[Work instructions]
a) Answer these questions about the article on virtual diving meets:
(i) Which local systems integrator provided the transmitters and receivers?
(ii) On what dates was u-Judge used for the Virtual Nations Challenge?
(iii) How many judges marked the dives from home?
b) Copy from the article on virtual diving meets the part that opens with the words containing "Using Dejero EnGo" and closes with "Park in Canada.".
c) Write the next part of the article on virtual diving meets, picking up after its final sentence.

[Selected extract]
*** Begin section ***

Diving Plongeon Canada has been organising virtual meets powered by Dejero EnGo mobile transmitters and WayPoint receivers during the Covid-19 pandemic.
Diving Plongeon Canada (DPC) and Great Britain have taken part in the Virtual Nations Challenge, a remote international diving competition.
This follows the DPC organising virtual remote meets, to keep competitions running during the Covid-19 pandemic.
Using Dejero EnGo mobile transmitters and WayPoint receivers, provided by local systems integrator Integrated Sports Systems (ISS) Inc, the organisation has enabled athletes to compete from different locations simultaneously, while judges score dives from their homes in real-time.
Video solution u-Judge delivers low latency to keep the meets as close to normality as possible for the athletes involved, and was in use for the Virtual Nations Challenge on 1/2 April.
The intercontinental competition featured top divers from the two nations taking part from their own pools on each side of the Atlantic, in addition to Jamaican and South African divers training in the UK. Seven judges at home marked the dives, which took place at the London Olympic Pool, the Commonwealth Games Pool in Edinburgh, Scotland, and the Sports Centre at Montreal’s Olympic Park in Canada.

*** End section ***

Natural-language region descriptions:
*** Begin section ***

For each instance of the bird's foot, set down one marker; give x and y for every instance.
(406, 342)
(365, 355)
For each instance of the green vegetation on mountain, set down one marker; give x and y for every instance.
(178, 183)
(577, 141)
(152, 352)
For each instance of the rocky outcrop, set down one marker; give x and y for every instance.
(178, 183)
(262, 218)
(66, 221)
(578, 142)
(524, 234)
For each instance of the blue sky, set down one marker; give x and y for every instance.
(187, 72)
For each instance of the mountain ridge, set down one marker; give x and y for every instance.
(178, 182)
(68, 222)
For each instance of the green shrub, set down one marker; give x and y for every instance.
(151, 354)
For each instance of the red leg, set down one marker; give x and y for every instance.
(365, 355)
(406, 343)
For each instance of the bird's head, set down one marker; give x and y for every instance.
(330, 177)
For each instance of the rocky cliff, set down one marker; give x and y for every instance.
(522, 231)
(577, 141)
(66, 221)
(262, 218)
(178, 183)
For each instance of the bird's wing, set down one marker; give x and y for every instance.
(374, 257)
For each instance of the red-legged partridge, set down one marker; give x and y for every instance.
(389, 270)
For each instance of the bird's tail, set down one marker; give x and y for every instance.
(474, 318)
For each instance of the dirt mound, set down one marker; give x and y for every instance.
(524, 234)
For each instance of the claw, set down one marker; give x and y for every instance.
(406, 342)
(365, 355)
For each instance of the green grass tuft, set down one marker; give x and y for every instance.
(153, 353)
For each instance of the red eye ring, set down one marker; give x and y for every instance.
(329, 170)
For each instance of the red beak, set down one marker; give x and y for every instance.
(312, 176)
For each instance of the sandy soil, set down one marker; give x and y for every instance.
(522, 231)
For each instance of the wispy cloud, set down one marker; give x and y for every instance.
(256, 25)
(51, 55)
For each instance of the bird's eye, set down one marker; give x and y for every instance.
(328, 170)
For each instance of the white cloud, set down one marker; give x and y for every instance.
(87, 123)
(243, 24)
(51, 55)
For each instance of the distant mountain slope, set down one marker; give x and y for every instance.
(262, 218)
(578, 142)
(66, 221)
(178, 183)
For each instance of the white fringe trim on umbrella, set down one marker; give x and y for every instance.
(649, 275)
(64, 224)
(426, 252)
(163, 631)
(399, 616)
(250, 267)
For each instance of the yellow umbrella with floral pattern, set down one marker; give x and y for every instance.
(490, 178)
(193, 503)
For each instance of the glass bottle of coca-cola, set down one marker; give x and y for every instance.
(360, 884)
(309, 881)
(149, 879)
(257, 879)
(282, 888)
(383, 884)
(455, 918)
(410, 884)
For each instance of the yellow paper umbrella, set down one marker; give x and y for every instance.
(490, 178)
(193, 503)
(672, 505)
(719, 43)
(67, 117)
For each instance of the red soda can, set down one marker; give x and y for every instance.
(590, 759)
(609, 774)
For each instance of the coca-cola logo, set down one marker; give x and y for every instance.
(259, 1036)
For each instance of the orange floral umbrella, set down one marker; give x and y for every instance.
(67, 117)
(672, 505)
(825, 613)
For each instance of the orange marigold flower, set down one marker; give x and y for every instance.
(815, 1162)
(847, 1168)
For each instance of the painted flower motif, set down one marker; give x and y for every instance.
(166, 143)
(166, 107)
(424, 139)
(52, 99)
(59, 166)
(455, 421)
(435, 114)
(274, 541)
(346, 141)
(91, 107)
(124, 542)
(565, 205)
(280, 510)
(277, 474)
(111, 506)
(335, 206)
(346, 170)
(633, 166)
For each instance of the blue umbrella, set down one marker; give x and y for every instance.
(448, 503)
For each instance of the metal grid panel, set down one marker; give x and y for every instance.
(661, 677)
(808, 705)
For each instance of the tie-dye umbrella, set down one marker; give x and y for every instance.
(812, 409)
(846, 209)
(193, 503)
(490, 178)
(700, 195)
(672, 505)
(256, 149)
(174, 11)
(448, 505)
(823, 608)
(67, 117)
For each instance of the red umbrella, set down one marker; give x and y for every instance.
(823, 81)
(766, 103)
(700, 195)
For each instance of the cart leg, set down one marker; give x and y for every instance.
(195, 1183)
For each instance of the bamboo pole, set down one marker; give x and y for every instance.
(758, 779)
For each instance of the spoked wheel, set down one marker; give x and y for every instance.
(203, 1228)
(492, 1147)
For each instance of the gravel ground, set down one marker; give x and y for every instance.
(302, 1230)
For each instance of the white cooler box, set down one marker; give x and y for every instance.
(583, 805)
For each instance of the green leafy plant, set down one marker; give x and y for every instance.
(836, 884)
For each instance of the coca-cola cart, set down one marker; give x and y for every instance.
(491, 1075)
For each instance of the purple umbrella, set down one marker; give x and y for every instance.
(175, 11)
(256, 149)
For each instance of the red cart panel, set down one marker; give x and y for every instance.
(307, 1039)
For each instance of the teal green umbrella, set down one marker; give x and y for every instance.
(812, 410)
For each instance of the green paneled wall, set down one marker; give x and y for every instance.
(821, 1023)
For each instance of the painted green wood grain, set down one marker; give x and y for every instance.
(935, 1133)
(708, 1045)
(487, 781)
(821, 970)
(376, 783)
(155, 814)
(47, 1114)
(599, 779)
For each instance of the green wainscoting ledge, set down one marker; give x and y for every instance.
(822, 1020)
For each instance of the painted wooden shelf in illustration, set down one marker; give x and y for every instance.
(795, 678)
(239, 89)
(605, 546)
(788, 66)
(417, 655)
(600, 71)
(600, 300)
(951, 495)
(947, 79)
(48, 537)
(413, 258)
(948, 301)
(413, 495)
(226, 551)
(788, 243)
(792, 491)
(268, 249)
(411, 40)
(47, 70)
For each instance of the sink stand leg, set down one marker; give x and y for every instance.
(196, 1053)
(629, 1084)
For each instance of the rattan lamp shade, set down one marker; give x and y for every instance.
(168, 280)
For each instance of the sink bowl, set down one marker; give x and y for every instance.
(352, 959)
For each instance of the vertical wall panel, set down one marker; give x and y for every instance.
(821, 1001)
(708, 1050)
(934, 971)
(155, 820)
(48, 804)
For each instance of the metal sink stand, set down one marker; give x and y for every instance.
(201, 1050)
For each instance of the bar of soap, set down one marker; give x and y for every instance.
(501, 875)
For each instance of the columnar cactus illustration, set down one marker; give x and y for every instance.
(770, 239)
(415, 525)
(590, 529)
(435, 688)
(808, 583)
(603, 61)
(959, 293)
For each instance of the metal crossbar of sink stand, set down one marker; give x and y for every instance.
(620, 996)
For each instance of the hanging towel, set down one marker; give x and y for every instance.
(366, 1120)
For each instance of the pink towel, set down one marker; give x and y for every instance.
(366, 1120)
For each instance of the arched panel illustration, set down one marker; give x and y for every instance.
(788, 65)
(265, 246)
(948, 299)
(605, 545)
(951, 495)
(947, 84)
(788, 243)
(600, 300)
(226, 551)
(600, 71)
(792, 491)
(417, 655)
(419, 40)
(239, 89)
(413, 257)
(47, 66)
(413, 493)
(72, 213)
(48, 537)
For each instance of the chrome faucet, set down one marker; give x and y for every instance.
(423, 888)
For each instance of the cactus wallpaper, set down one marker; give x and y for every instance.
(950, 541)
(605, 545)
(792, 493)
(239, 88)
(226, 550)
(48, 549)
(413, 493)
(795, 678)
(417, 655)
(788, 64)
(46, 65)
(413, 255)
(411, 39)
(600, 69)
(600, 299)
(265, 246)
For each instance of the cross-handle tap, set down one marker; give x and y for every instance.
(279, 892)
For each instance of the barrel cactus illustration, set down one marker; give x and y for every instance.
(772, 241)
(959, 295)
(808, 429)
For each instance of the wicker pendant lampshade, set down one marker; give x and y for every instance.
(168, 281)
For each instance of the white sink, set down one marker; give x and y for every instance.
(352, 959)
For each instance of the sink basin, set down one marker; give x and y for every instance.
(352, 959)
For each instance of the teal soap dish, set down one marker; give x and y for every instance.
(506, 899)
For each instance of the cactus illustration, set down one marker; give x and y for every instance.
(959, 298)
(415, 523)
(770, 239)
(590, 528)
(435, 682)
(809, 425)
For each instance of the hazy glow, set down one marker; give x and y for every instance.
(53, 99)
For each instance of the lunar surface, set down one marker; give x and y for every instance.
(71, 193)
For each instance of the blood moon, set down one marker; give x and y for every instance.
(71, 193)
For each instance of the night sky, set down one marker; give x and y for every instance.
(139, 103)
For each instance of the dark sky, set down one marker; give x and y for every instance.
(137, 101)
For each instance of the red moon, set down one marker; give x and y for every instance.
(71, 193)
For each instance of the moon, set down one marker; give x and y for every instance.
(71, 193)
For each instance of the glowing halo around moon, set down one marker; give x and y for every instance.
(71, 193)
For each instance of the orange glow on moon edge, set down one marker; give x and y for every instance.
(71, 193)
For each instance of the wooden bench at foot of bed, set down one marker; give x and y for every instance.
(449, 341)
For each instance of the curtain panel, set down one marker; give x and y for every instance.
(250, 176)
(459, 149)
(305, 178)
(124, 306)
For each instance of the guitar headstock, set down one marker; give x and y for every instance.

*** End section ***

[Exercise responses]
a)
(i) Integrated Sports Systems (ISS) Inc
(ii) 1/2 April
(iii) Seven

b)
Using Dejero EnGo mobile transmitters and WayPoint receivers, provided by local systems integrator Integrated Sports Systems (ISS) Inc, the organisation has enabled athletes to compete from different locations simultaneously, while judges score dives from their homes in real-time.
Video solution u-Judge delivers low latency to keep the meets as close to normality as possible for the athletes involved, and was in use for the Virtual Nations Challenge on 1/2 April.
The intercontinental competition featured top divers from the two nations taking part from their own pools on each side of the Atlantic, in addition to Jamaican and South African divers training in the UK. Seven judges at home marked the dives, which took place at the London Olympic Pool, the Commonwealth Games Pool in Edinburgh, Scotland, and the Sports Centre at Montreal’s Olympic Park in Canada.

c)
DPC also displayed the live production feeds from the EnGo mobile transmitters at each venue onto a large poolside video wall to immerse the athletes into the action, allowing the Canadian team to watch their competitors perform in real-time.
Streamed on Vimeo, available through the DPC website, and recorded as archive, the production studio in Thunder Bay centralised the live streams received from three Dejero EnGo mobile transmitters at the poolside locations and delivered them via a Dejero WayPoint receiver, with less than a one second delay, to judges. The broadcast is available to watch here.
Chief programmer and director at Integrated Sports, Michael Morris, said: “There is typically a 20 second delay during the regular streaming of live events, which ruins the experience of diving. Judges like to score a dive every minute, which is why we turned to Dejero to solve this latency problem by showing judges live video of dives via our u-Judge platform, with less than a second delay.
“Currently, we can stream from up to four different pools simultaneously, but with the help of Dejero, we have our eyes set on more feeds, with the potential to virtualise future competitions including more countries and more competitors, starting as early as May.”